(Material for this task):

· · ·

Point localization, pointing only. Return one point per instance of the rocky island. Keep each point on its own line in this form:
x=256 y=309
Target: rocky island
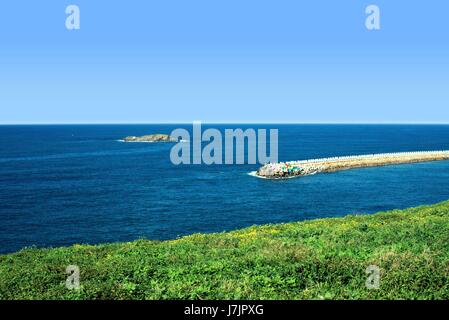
x=151 y=138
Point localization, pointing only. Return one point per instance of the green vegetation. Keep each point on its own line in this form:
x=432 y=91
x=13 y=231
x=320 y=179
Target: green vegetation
x=319 y=259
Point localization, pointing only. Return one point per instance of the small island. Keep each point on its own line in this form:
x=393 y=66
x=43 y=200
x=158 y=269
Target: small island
x=151 y=138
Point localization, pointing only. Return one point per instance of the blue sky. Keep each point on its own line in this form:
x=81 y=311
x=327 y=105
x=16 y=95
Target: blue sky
x=224 y=61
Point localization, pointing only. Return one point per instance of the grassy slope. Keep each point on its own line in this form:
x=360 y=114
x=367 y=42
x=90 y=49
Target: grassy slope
x=315 y=259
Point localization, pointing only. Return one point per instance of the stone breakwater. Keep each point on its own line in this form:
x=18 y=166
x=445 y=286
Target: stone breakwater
x=307 y=167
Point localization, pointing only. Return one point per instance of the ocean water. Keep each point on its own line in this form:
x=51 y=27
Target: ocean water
x=67 y=184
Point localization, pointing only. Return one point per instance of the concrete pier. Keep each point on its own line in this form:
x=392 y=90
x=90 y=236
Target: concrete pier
x=313 y=166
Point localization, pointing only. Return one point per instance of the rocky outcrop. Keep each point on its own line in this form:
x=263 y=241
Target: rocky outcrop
x=151 y=138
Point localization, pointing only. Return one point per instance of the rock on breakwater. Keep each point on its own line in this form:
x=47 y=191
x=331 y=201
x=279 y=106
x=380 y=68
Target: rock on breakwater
x=307 y=167
x=151 y=138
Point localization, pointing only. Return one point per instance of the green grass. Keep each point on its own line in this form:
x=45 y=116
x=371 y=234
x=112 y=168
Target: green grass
x=319 y=259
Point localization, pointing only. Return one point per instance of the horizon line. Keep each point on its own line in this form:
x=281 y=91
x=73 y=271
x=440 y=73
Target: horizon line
x=220 y=122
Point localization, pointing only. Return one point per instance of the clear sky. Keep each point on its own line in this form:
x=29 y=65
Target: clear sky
x=224 y=61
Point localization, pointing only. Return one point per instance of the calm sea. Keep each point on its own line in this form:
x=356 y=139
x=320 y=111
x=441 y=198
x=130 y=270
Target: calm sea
x=67 y=184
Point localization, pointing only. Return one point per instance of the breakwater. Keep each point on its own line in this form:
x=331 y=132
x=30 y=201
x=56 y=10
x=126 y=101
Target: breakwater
x=312 y=166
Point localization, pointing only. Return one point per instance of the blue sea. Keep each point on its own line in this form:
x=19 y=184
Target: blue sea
x=67 y=184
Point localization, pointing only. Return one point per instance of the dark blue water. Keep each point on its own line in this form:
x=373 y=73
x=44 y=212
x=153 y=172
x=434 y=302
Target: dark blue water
x=61 y=185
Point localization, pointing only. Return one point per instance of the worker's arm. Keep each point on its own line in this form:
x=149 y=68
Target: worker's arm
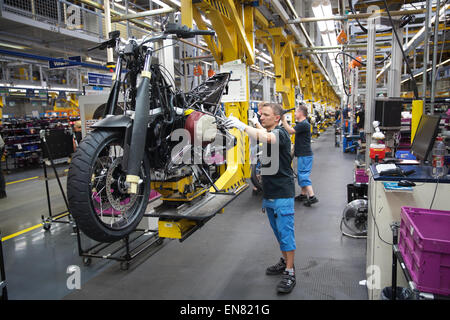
x=261 y=135
x=286 y=125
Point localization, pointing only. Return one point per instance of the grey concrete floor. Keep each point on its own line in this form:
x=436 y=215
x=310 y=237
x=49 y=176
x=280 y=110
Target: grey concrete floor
x=225 y=259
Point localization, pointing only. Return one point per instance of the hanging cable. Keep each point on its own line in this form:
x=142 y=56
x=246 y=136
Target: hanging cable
x=357 y=21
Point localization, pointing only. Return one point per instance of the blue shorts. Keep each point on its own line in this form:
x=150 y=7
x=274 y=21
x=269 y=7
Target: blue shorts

· · ·

(To do): Please retype the entries above word for word, but only from the line containing "of the horizon" through the last line, and without the pictures.

(Finished exercise):
Point localization, pointing only. Return one point per instance of the horizon line. Keep each point on its own line in this form:
x=281 y=91
x=73 y=271
x=440 y=73
Target: horizon line
x=220 y=122
Point localization, pointing only. Return one point per instance of the clear sky. Keep each point on its own line in this form:
x=29 y=65
Target: clear sky
x=224 y=61
Point localization, pointing only. Return one point per instance of the calm sea. Keep each point on its own line in this form:
x=356 y=139
x=320 y=111
x=441 y=198
x=130 y=270
Target: calm sea
x=67 y=184
Point localization, pointing only. Return one point per instance of the breakwater. Keep each point on its own line in this form:
x=331 y=132
x=30 y=201
x=56 y=10
x=126 y=101
Target: breakwater
x=312 y=166
Point localization, pointing only. Return one point per instance of the blue sea. Keep each point on its own line in this form:
x=19 y=184
Target: blue sea
x=67 y=184
Point localization, pointing only. Return one point per instance of the dark blue water. Keep each point on its own line in this form:
x=373 y=73
x=44 y=212
x=153 y=172
x=434 y=302
Target: dark blue water
x=61 y=185
Point localization, pointing only. Return one point per instance of the worker's arm. Keep each point on its own line in this form:
x=149 y=68
Target: worker's arm
x=261 y=135
x=286 y=125
Point localization, pointing only. Return one point per instance of the grey concrete floor. Keep each point on its own line in this form:
x=436 y=215
x=310 y=237
x=49 y=176
x=280 y=110
Target: grey concrete floor
x=225 y=259
Point localization, pointing only. Return one point per instance of the hanging cable. Keep each point on its own line in this form:
x=142 y=56
x=246 y=136
Target: hanging cable
x=357 y=21
Point localization, pointing only. Return one point per instance of the blue shorts. Keep each point on its own line in this form:
x=150 y=7
x=274 y=21
x=269 y=7
Target: blue shorts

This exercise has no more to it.